◆ **DATA FOR THIS TASK**
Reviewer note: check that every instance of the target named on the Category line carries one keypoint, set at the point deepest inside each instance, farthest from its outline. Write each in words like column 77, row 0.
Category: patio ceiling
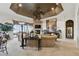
column 29, row 9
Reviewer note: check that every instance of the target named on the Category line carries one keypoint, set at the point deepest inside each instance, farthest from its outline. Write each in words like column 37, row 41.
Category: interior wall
column 67, row 14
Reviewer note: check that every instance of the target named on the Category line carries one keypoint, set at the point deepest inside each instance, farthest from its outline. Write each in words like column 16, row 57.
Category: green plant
column 6, row 27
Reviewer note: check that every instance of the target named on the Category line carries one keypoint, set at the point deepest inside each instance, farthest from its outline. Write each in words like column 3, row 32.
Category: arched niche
column 70, row 29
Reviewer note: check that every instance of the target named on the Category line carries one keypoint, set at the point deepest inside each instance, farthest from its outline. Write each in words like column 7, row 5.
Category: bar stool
column 3, row 45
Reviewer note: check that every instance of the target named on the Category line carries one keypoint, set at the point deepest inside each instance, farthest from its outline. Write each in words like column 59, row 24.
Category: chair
column 3, row 45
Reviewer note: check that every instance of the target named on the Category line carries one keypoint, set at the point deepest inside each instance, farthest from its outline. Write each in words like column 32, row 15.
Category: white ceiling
column 7, row 14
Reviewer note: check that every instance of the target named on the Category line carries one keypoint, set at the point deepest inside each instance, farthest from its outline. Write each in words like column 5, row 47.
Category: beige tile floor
column 62, row 48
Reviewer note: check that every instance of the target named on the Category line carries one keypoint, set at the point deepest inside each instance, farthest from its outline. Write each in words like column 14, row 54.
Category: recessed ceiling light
column 20, row 5
column 52, row 8
column 57, row 3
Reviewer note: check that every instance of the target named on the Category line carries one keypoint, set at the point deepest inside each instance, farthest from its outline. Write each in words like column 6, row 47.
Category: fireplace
column 38, row 26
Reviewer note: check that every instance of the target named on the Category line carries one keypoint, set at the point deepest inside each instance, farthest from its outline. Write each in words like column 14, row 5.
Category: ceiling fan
column 37, row 13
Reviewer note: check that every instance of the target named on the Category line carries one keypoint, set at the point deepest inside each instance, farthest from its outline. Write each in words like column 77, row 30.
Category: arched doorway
column 69, row 29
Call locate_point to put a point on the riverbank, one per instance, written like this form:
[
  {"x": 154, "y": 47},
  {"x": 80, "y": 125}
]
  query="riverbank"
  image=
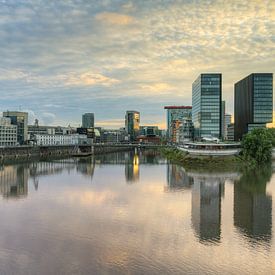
[
  {"x": 60, "y": 151},
  {"x": 222, "y": 163}
]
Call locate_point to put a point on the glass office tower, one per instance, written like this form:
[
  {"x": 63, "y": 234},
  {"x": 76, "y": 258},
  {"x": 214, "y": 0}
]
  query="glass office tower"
[
  {"x": 253, "y": 103},
  {"x": 177, "y": 113},
  {"x": 132, "y": 120},
  {"x": 206, "y": 105}
]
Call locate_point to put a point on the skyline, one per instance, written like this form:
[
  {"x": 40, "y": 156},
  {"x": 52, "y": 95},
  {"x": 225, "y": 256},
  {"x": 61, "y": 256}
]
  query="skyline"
[{"x": 61, "y": 60}]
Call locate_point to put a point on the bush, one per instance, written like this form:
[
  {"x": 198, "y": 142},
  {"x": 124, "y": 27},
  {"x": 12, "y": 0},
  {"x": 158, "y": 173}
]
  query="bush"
[{"x": 257, "y": 146}]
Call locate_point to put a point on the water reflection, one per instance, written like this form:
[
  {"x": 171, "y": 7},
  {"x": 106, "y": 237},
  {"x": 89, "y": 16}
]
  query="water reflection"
[
  {"x": 252, "y": 206},
  {"x": 73, "y": 226},
  {"x": 132, "y": 167},
  {"x": 13, "y": 181},
  {"x": 177, "y": 178},
  {"x": 206, "y": 206}
]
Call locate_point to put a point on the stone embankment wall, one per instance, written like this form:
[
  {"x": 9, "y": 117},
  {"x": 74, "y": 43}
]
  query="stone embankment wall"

◆ **TASK INSTRUCTIONS**
Pictures stay out; everything else in the records above gets copied exactly.

◆ **TASK ANSWER**
Reviewer note: check that every instance of the target named on the Category line carries one keypoint, set at the point deepest inside each instance, farthest from its outline. Write each in words like column 77, row 0.
Category: patio ceiling
column 29, row 9
Reviewer note: check that every instance of the target named on the Category line carries one keypoint, set at the point deepest inside each instance, farthest from its outline. Write each in words like column 37, row 41.
Category: interior wall
column 67, row 14
Reviewer note: check that every instance of the target named on the Category line carries one keypoint, set at the point deepest inside each instance, farthest from its outline. Write each in words like column 16, row 57.
Category: green plant
column 6, row 27
Reviewer note: check that every instance of the target named on the Category line carries one keypoint, set at the point deepest inside each instance, farthest from its outline. Write each in words like column 3, row 32.
Category: arched niche
column 70, row 29
Reviewer note: check that every instance of the target named on the Category line carries one keypoint, set at the point deepest inside each instance, farthest from its outline. Write each in words like column 7, row 5.
Category: bar stool
column 3, row 45
Reviewer note: check that every instance of the target named on the Category line carries one keypoint, set at the point deepest inside each instance, farthest from its outline. Write each in words like column 59, row 24.
Category: chair
column 3, row 45
Reviewer note: check that every instance of the target named on the Category line carries one keypoint, set at the point deepest inside each instance, farthest from its outline. Write each in words like column 32, row 15.
Category: white ceiling
column 7, row 14
Reviewer note: check that every instance of the target named on the Category line carries one keypoint, set at the point deepest inside each instance, farthest from its outline. Write each in words like column 5, row 47.
Category: beige tile floor
column 62, row 48
Reviewer note: check that every instance of the target named on the Category line carries one keypoint, set at the point deepest inside each instance, farthest from its outline. Write each in words like column 14, row 54.
Category: recessed ceiling light
column 20, row 5
column 52, row 8
column 57, row 3
Reviewer note: check that every instance of the target named on the Category line carries one keypoint, set at the point deepest inside each instance, farthest from its outline. Write each in words like column 6, row 47.
Category: fireplace
column 38, row 26
Reviewer note: check that every instance of the target named on the Category line carries one keypoint, set at the point deepest inside each instance, farthest from its outline. Write each in words like column 14, row 5.
Category: ceiling fan
column 37, row 13
Reviewer note: check that every instance of the target named on the Category line carries one keypoint, set at the point deepest inside each instance, farthest from its outline. Write each in words like column 77, row 30.
Category: arched doorway
column 69, row 29
Call locate_point to put a point on the riverbank, one per instance, written like this form:
[
  {"x": 154, "y": 47},
  {"x": 80, "y": 125}
]
  query="riverbank"
  image=
[
  {"x": 60, "y": 151},
  {"x": 222, "y": 163}
]
Call locate_point to put a point on the glass office tower, one per instance, written like this form:
[
  {"x": 63, "y": 234},
  {"x": 76, "y": 258},
  {"x": 214, "y": 0}
]
  query="glass office tower"
[
  {"x": 253, "y": 103},
  {"x": 177, "y": 113},
  {"x": 132, "y": 120},
  {"x": 206, "y": 105}
]
Call locate_point to put a point on the skyline, one per instance, written like this form:
[
  {"x": 40, "y": 156},
  {"x": 52, "y": 95},
  {"x": 225, "y": 256},
  {"x": 61, "y": 256}
]
  query="skyline"
[{"x": 61, "y": 60}]
Call locate_point to put a point on the bush, one per instance, written like this form:
[
  {"x": 198, "y": 142},
  {"x": 124, "y": 27},
  {"x": 12, "y": 0},
  {"x": 158, "y": 173}
]
  query="bush"
[{"x": 257, "y": 146}]
Call locate_point to put a point on the water reflection, one per instance, written like this form:
[
  {"x": 171, "y": 7},
  {"x": 106, "y": 237},
  {"x": 89, "y": 16}
]
  query="water reflection"
[
  {"x": 252, "y": 206},
  {"x": 73, "y": 226},
  {"x": 132, "y": 167},
  {"x": 13, "y": 181},
  {"x": 177, "y": 178},
  {"x": 206, "y": 206}
]
Call locate_point to put a point on the stone embankment wall, one per instance, written like this form:
[
  {"x": 9, "y": 117},
  {"x": 74, "y": 43}
]
  query="stone embankment wall"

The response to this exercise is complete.